[Data for review]:
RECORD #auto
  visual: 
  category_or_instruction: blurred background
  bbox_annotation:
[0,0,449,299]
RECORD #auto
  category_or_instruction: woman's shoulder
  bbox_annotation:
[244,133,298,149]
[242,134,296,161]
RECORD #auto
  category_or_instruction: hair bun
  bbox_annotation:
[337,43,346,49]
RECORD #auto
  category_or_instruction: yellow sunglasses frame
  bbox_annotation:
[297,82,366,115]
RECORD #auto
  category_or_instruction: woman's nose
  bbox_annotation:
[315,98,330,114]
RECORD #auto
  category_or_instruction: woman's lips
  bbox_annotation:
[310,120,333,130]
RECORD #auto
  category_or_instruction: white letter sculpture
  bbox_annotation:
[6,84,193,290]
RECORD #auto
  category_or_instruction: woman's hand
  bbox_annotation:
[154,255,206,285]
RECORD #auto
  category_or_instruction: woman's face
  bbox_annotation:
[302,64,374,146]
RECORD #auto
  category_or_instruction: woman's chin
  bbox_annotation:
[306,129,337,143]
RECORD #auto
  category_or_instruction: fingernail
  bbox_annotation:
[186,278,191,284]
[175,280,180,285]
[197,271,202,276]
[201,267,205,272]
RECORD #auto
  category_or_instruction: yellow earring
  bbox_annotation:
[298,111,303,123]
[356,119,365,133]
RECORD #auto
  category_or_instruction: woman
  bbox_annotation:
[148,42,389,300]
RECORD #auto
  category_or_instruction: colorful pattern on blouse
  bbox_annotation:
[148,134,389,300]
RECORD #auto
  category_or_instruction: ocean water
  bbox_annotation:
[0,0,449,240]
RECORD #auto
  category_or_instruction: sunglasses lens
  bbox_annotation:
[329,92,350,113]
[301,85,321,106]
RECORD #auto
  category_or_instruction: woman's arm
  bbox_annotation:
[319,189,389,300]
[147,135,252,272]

[Exercise objective]: Each record above needs to be transcribed word for word.

[Result below]:
RECORD #auto
  visual: 
  category_or_instruction: blurred background
  bbox_annotation:
[0,0,449,299]
RECORD #auto
  category_or_instruction: woman's shoulder
  bbox_annotation:
[244,133,298,149]
[242,134,296,161]
RECORD #auto
  category_or_instruction: hair bun
  bbox_annotation:
[337,43,346,49]
RECORD #auto
  category_or_instruction: yellow sunglasses frame
  bbox_annotation:
[297,82,366,115]
RECORD #auto
  category_or_instruction: woman's nose
  bbox_annotation:
[315,98,330,114]
RECORD #auto
  category_or_instruction: woman's lips
  bbox_annotation:
[310,120,333,130]
RECORD #auto
  category_or_instruction: white letter sculpture
  bbox_annotation:
[6,84,193,290]
RECORD #auto
  category_or_instruction: woman's hand
  bbox_annotation:
[154,255,206,285]
RECORD #auto
  category_or_instruction: woman's face
  bbox_annotation:
[302,64,374,146]
RECORD #auto
  category_or_instruction: woman's chin
  bbox_annotation:
[306,129,337,143]
RECORD #auto
  category_or_instruction: fingernail
  bbox_annotation:
[186,278,191,284]
[175,280,180,285]
[197,271,202,276]
[201,267,205,272]
RECORD #auto
  category_or_instruction: yellow earring
  bbox_annotation:
[298,111,303,123]
[356,119,365,133]
RECORD #auto
  category_or_instruction: woman
  bbox_annotation:
[148,42,389,300]
RECORD #auto
  category_or_instruction: colorful pattern on blouse
  bbox_annotation:
[148,134,389,300]
RECORD #auto
  category_or_instruction: ocean water
  bbox_annotation:
[0,0,449,240]
RECORD #auto
  category_or_instruction: sunglasses lens
  bbox_annotation:
[329,92,350,113]
[301,85,321,106]
RECORD #auto
  category_or_instruction: woman's arm
  bbox_annotation:
[319,189,389,300]
[147,135,252,272]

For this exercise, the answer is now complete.